Entries drawn from a collection:

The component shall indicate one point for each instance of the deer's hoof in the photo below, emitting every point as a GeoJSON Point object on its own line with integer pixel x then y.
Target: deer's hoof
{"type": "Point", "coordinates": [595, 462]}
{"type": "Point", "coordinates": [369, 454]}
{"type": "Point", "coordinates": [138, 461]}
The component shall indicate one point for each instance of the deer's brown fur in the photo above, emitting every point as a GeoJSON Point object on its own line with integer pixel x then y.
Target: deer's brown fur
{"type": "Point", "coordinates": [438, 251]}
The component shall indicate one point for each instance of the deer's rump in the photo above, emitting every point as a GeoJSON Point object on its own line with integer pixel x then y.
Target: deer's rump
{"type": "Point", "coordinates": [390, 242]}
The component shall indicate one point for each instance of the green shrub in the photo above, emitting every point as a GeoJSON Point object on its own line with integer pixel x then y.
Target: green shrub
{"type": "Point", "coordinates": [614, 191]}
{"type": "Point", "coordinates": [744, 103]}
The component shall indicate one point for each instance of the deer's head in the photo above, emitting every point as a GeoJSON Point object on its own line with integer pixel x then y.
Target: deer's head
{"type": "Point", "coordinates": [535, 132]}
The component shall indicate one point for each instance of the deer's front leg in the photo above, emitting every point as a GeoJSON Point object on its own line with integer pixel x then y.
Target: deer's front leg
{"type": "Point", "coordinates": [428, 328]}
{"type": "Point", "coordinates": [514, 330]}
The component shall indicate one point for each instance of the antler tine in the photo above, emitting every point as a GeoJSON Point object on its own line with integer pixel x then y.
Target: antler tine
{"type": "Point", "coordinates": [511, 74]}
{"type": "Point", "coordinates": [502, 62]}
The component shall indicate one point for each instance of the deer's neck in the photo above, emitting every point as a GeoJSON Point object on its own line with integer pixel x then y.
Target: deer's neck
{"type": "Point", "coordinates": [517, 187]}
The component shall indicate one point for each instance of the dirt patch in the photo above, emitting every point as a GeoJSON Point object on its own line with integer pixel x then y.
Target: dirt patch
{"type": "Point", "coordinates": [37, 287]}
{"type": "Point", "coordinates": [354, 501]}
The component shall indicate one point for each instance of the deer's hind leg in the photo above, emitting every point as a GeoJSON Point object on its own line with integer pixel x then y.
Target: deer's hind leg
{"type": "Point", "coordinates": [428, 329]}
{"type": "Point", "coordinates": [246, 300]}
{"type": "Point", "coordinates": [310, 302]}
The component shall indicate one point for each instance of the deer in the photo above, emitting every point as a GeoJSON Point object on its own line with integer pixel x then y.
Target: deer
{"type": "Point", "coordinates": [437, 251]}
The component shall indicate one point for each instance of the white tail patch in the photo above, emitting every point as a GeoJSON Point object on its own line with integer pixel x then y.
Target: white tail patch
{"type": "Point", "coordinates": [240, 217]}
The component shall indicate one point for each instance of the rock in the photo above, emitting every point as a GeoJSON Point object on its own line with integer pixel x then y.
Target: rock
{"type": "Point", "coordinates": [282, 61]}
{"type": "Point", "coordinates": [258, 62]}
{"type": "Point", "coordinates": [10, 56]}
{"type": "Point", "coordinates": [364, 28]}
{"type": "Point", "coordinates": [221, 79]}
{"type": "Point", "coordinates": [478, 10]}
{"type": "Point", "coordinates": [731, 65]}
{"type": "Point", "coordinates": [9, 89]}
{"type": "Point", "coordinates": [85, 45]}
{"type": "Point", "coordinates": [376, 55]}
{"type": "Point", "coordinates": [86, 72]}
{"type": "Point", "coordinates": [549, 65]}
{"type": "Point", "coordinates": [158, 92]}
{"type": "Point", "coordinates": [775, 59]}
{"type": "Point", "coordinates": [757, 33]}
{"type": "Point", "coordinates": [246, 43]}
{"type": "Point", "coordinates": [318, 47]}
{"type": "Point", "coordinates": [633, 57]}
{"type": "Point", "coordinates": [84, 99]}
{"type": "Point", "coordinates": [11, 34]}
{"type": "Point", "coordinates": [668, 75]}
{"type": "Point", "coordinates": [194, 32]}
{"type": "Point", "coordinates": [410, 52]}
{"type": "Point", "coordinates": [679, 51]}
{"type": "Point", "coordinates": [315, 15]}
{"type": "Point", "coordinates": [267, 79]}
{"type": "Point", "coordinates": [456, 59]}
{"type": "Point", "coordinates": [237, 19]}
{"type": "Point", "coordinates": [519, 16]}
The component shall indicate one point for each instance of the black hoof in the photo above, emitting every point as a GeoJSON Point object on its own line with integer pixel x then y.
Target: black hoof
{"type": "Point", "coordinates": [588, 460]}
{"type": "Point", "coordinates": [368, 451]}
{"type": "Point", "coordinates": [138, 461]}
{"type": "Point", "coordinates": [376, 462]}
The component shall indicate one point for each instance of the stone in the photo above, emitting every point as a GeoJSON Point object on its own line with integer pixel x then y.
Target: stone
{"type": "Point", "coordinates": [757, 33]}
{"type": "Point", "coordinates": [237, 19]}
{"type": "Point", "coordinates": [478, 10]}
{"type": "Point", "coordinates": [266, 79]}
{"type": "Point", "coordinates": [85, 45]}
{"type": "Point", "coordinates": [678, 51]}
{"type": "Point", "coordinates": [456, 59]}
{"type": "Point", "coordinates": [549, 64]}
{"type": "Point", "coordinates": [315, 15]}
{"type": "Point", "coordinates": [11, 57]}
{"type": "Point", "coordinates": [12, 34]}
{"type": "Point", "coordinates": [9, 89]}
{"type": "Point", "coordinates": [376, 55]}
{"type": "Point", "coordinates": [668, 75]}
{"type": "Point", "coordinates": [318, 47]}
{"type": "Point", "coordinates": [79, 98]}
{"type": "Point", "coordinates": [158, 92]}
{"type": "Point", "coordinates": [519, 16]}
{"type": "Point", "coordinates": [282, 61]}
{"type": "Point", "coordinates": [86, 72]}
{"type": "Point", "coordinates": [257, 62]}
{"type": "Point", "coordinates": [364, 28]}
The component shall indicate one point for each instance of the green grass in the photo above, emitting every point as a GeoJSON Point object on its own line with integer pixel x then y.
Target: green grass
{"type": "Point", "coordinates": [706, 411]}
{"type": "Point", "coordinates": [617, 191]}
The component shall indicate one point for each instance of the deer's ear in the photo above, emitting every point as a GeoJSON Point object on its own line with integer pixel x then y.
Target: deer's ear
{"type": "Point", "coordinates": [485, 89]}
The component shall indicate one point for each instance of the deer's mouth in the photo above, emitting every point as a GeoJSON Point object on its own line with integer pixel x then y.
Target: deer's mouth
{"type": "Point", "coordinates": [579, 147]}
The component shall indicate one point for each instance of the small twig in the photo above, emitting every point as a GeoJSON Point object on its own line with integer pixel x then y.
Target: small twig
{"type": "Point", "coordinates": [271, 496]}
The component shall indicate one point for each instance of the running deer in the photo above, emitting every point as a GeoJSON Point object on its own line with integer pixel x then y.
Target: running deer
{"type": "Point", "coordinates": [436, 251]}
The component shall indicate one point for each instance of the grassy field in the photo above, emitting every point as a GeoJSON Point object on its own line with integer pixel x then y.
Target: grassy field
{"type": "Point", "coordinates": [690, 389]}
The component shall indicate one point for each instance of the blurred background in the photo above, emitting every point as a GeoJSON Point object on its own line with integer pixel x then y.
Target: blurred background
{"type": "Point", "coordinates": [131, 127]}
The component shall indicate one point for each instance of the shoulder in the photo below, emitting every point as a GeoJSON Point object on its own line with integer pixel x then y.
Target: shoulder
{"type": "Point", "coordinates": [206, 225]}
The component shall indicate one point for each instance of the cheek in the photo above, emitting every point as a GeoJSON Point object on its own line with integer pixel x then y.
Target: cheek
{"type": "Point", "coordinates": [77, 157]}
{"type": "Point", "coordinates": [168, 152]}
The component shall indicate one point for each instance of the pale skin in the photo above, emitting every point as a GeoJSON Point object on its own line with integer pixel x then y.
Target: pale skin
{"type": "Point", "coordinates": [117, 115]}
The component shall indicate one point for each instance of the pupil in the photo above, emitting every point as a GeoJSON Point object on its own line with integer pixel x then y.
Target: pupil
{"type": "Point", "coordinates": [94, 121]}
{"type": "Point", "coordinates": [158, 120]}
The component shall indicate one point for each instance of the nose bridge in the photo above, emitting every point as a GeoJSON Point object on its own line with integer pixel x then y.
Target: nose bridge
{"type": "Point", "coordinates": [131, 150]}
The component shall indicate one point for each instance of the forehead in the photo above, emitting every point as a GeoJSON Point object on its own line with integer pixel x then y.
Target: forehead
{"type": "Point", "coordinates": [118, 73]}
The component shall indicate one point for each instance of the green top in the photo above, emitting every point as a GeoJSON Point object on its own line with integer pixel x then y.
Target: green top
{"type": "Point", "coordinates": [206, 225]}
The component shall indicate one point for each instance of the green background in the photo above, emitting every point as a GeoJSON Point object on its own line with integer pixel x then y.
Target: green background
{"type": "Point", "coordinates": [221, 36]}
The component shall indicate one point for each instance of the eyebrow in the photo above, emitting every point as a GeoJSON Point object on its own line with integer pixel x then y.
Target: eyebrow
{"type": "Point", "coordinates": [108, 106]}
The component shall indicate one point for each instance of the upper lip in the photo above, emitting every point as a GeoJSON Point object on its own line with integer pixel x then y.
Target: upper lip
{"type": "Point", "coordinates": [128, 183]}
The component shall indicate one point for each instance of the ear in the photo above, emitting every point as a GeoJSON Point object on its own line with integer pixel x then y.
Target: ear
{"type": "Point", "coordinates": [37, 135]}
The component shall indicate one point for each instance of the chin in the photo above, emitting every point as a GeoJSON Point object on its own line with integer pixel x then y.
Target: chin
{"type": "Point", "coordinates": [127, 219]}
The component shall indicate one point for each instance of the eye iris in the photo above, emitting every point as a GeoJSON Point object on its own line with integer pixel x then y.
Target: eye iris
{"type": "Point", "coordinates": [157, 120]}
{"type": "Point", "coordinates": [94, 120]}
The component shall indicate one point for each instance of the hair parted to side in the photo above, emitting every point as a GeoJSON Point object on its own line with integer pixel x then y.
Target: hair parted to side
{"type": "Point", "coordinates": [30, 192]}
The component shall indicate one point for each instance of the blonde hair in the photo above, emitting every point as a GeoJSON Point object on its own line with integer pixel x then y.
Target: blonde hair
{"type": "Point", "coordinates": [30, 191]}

**Work instructions:** Can you reproduce the data above verbatim, beginning with the line that contains "the green top" and continuing through the end of the data?

**Answer to the exercise:**
The component shall indicate one point for each instance of the green top in the photo above, emitting every point as a GeoJSON Point object on its own line with integer pixel x then y.
Target: green top
{"type": "Point", "coordinates": [206, 225]}
The component shall indicate one point for each instance of the green background in the photo above, emitting every point as a GeoJSON Point object on its own line with integer pixel x then y.
Target: green background
{"type": "Point", "coordinates": [221, 36]}
The component shall indicate one point for each instance of the eyebrow in the photo above, emitting every point as a GeoJSON Point object on its own line with integer pixel x then y.
Target: eyebrow
{"type": "Point", "coordinates": [108, 106]}
The component shall indicate one point for each instance of the upper lip in the photo above, emitting every point as a GeoJSON Point object on its own line with integer pixel x then y.
Target: upper lip
{"type": "Point", "coordinates": [128, 183]}
The component shall indicate one point for each instance of the ear in the photo above, emitting every point as a GeoJSON Point object on its own line with integer pixel x then y.
Target: ear
{"type": "Point", "coordinates": [37, 135]}
The component shall indicate one point for each instance of the chin in the photo above, emitting every point as a GeoJSON Point object on its own line with integer pixel x then y.
Target: chin
{"type": "Point", "coordinates": [127, 219]}
The component shall indicate one point for each instance of the eye iris in the photo above, emitting every point as a GeoJSON Point object on its own line with integer pixel x then y.
Target: eye iris
{"type": "Point", "coordinates": [157, 120]}
{"type": "Point", "coordinates": [94, 120]}
The component shall indicate one point for each instance of the hair parted to side in the photo above, emitting every point as a GeoJSON Point object on its own line with integer pixel x then y.
Target: hair parted to side
{"type": "Point", "coordinates": [30, 192]}
The component shall indicate one point for each instance of the blonde hair in the photo above, emitting every point as a GeoJSON Point object on its own line with integer pixel x then y.
Target: blonde hair
{"type": "Point", "coordinates": [30, 191]}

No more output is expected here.